:: PROBLEM ::
Could you reproduce, word for word, the records from the line containing "Could you please point to the blue card" up to and including the final line of the records?
━━━━━ RECORDS SHOWN ━━━━━
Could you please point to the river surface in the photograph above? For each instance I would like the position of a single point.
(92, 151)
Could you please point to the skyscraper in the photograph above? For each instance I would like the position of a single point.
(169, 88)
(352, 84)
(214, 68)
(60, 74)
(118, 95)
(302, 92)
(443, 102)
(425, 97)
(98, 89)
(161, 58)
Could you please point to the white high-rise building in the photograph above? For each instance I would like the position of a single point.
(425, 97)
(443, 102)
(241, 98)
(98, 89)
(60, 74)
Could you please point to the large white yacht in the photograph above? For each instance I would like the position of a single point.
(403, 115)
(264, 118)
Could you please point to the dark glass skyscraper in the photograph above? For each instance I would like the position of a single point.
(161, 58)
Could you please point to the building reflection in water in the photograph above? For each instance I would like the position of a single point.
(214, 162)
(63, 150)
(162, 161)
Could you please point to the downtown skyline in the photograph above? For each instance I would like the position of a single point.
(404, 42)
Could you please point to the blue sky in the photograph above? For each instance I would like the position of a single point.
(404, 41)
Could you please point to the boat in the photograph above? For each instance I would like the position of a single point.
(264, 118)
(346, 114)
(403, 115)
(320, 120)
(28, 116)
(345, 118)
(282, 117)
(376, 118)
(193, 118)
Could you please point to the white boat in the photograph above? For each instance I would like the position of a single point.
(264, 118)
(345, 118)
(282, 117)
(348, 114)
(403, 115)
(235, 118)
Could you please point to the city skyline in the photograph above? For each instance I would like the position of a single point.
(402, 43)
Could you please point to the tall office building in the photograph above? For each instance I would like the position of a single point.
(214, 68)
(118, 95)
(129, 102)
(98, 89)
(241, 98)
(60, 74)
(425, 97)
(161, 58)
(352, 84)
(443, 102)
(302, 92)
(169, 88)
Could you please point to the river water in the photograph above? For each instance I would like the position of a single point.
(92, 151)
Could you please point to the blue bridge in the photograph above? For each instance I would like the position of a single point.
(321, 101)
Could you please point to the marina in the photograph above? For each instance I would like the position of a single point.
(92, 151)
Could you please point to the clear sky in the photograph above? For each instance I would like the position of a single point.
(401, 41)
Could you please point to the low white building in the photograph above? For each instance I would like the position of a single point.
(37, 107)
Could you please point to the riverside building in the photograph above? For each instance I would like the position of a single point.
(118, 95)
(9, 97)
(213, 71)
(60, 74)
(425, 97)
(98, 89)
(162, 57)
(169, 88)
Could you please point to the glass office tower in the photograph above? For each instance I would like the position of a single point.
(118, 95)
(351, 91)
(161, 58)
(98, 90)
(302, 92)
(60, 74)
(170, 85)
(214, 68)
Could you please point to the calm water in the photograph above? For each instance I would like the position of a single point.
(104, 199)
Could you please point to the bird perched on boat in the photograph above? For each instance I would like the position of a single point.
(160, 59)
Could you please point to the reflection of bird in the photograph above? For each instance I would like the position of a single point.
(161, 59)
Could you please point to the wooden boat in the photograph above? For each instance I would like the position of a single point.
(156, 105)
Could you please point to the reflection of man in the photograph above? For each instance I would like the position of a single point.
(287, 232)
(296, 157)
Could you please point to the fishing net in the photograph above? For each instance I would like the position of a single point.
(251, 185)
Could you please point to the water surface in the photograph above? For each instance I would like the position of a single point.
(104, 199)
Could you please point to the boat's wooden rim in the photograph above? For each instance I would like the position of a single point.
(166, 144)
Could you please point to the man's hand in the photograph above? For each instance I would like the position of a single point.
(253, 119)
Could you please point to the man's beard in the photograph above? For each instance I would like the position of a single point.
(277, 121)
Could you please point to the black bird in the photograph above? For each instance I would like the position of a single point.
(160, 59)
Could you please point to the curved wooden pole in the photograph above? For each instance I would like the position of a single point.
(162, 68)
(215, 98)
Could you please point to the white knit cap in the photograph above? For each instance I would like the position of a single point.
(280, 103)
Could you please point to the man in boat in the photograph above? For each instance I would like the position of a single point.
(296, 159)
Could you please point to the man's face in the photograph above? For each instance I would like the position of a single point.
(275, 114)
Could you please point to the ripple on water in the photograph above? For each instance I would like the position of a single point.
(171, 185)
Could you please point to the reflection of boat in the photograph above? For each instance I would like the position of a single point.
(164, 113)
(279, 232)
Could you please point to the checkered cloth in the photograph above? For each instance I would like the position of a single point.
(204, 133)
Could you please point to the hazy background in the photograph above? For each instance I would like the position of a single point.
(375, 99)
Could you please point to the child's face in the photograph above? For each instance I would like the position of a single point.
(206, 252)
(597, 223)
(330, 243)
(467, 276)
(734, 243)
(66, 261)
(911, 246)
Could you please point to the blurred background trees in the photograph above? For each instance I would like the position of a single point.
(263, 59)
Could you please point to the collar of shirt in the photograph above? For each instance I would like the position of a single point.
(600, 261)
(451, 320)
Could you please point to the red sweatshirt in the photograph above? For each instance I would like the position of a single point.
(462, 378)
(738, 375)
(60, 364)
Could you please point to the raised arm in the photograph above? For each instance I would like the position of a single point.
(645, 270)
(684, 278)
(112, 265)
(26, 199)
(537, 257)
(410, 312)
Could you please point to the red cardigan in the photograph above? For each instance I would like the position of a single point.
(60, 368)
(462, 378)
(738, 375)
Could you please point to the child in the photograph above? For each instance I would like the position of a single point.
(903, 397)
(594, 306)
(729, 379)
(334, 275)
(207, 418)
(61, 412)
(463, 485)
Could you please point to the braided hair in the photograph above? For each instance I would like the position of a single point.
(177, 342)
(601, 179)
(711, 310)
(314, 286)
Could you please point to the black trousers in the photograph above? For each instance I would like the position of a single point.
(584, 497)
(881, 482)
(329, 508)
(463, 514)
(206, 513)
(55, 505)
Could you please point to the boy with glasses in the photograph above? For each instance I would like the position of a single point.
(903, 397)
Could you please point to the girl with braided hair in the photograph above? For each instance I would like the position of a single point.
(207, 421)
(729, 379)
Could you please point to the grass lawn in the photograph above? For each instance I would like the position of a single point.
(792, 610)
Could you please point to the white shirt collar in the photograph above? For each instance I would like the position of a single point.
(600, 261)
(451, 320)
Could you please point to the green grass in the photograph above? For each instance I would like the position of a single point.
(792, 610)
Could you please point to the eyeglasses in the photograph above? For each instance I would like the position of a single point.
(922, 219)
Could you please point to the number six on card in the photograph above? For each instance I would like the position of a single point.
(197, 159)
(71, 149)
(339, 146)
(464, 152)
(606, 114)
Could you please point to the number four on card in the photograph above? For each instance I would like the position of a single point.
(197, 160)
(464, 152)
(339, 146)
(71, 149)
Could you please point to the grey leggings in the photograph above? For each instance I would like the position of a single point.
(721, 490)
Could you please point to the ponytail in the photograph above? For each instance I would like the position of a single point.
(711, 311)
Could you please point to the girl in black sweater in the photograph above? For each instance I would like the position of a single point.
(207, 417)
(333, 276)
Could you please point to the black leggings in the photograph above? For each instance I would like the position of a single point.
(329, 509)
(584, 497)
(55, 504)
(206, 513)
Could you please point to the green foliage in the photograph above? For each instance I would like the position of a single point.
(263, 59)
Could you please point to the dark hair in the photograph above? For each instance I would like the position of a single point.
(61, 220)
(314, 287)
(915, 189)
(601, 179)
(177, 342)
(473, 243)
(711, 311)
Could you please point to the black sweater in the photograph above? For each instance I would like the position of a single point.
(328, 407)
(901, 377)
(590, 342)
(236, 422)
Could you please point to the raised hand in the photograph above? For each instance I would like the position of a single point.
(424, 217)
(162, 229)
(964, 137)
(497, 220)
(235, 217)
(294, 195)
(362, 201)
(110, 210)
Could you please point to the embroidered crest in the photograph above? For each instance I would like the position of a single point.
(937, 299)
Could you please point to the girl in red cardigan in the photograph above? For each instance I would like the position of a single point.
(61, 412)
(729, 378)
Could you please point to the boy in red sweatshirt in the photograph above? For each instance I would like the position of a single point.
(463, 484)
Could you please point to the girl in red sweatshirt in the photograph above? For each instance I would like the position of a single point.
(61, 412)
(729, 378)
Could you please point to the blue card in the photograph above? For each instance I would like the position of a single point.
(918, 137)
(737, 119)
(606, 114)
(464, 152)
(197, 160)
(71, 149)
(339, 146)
━━━━━
:: RIGHT ANSWER ::
Could you please point to the blue card in the photograph above? For each instance I would like the position of a single point.
(918, 137)
(737, 119)
(606, 114)
(464, 152)
(197, 160)
(71, 149)
(339, 146)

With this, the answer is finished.